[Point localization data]
== Segment start ==
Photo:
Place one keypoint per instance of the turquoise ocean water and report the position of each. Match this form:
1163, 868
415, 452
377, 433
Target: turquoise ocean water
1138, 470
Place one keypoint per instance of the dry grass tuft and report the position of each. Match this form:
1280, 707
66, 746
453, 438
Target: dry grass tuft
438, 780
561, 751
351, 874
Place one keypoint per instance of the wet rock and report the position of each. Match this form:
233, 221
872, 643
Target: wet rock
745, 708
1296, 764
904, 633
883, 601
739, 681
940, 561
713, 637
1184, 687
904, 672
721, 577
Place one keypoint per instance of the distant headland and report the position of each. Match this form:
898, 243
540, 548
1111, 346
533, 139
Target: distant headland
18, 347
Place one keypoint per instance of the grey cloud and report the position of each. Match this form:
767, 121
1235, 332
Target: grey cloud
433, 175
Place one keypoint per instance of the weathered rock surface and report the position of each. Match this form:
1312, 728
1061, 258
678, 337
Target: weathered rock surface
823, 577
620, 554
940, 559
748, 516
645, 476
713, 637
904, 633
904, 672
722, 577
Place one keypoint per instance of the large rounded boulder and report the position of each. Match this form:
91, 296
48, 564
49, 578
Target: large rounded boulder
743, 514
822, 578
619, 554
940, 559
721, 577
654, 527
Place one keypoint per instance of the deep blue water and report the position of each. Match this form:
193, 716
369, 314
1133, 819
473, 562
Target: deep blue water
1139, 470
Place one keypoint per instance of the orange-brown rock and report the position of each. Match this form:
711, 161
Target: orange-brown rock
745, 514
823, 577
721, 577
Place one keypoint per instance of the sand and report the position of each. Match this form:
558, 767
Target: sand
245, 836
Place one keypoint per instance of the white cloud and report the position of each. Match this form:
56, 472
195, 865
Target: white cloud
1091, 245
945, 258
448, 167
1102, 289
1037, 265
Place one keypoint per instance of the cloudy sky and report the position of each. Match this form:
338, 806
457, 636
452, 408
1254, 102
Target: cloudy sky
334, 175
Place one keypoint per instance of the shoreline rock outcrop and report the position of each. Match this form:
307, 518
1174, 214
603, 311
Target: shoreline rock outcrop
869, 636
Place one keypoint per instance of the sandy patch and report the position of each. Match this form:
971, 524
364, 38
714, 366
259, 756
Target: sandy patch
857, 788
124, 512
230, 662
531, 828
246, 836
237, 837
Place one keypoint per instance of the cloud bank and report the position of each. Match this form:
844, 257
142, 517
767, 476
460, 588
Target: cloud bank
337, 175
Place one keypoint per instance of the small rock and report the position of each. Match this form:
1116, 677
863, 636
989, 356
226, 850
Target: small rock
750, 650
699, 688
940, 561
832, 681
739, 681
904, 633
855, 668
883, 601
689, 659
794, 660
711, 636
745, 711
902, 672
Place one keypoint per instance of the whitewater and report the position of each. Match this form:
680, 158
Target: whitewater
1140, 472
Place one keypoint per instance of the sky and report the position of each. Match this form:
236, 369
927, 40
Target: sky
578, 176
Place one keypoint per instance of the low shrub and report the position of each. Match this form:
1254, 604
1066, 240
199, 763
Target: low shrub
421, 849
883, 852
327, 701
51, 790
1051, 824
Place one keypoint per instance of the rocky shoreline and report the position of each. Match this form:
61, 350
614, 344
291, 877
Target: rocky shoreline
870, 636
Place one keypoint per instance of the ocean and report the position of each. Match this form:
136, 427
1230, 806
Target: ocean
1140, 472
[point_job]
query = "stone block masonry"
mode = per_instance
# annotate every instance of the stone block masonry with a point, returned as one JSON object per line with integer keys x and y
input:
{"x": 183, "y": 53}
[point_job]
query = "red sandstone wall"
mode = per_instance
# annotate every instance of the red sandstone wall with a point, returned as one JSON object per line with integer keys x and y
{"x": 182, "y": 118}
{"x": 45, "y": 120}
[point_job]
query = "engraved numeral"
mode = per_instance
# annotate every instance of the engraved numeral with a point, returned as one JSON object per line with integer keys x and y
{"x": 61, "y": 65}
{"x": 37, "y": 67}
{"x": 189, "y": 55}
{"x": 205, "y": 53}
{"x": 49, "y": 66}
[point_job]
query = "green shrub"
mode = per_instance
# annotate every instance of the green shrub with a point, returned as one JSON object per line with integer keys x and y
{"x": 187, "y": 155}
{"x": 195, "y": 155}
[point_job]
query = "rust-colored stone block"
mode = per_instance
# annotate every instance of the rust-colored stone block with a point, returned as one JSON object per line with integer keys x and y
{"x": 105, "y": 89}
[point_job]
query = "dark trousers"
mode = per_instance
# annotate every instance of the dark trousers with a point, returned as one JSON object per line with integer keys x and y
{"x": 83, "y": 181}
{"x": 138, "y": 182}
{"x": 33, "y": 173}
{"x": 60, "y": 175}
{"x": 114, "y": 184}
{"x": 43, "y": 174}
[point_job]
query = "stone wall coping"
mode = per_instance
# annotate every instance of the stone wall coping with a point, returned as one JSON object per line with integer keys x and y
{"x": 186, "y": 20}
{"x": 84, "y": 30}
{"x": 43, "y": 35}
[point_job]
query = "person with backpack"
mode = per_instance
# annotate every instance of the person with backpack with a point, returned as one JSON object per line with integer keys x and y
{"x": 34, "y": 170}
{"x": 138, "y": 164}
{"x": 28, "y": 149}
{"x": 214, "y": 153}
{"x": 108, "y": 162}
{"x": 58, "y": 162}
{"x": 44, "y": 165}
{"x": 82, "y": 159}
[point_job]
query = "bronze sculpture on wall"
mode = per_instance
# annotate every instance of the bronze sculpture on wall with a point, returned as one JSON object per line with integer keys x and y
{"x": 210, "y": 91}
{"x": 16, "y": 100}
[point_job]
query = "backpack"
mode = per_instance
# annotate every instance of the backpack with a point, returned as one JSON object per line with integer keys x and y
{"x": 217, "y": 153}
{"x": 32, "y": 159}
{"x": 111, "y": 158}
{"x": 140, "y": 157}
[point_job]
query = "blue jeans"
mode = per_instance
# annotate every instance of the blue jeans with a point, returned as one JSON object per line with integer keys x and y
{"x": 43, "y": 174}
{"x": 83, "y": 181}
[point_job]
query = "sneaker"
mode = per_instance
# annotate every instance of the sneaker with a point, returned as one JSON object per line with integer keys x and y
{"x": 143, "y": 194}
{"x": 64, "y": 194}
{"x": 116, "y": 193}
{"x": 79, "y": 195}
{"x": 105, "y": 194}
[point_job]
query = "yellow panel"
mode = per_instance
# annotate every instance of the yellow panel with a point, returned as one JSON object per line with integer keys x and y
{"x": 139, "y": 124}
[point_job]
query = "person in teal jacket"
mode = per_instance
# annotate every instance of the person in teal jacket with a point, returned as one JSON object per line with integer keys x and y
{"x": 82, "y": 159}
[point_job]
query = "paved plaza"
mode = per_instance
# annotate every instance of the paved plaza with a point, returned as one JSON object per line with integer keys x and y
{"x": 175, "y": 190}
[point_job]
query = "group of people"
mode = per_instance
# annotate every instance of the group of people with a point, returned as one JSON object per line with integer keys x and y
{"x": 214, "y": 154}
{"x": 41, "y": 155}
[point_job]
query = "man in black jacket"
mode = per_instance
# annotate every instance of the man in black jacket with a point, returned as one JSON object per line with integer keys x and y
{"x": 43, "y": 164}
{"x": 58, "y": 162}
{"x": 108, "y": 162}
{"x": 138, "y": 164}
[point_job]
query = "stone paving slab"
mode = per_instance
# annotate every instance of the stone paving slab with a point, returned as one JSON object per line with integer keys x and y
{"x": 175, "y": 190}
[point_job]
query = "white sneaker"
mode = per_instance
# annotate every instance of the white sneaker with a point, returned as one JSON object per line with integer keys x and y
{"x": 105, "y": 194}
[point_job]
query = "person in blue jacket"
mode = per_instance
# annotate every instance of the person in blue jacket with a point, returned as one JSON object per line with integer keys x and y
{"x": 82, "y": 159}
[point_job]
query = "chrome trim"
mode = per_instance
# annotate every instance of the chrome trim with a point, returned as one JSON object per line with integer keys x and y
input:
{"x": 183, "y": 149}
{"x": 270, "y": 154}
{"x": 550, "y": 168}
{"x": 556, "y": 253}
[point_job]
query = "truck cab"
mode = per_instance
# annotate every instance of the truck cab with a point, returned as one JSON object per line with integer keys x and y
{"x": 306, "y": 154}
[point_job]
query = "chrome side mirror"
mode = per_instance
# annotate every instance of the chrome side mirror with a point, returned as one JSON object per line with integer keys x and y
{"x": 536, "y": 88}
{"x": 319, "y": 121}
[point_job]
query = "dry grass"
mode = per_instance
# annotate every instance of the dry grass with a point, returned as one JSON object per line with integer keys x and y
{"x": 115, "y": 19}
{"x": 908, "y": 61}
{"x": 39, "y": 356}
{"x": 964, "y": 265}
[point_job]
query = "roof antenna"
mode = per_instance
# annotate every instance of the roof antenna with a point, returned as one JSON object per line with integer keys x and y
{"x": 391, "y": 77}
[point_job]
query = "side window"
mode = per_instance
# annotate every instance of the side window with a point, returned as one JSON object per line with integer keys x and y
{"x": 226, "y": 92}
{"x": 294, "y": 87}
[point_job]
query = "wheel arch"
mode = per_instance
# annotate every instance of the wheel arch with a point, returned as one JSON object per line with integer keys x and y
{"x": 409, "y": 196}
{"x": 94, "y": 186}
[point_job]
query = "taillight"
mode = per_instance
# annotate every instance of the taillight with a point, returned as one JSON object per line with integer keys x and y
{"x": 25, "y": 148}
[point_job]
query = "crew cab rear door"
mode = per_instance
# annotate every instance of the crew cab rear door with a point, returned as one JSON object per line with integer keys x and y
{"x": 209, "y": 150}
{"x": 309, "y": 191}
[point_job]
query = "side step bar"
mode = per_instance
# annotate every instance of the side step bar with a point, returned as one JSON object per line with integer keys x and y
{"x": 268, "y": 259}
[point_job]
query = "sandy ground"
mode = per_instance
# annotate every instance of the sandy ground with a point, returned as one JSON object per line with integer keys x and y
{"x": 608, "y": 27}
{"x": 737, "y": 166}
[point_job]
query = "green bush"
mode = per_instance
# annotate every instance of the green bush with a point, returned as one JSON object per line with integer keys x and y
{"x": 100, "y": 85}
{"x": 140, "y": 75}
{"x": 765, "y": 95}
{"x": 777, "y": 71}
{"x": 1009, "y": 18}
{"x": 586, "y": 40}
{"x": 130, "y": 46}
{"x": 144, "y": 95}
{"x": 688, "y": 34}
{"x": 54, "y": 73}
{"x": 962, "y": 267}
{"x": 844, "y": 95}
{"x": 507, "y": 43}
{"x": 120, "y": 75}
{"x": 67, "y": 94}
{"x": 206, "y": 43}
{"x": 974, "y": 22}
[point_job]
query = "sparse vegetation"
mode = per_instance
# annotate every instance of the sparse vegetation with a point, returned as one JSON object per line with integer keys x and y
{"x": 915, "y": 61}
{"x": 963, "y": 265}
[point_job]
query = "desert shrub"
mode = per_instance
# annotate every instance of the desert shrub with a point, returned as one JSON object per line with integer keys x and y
== Segment end ==
### WORK TASK
Every line of the data above that includes "trim" should be listed.

### EXERCISE RESPONSE
query = "chrome trim"
# annotate every instance of the chrome trim with a point, returned as one JSON object per line with integer keys x and y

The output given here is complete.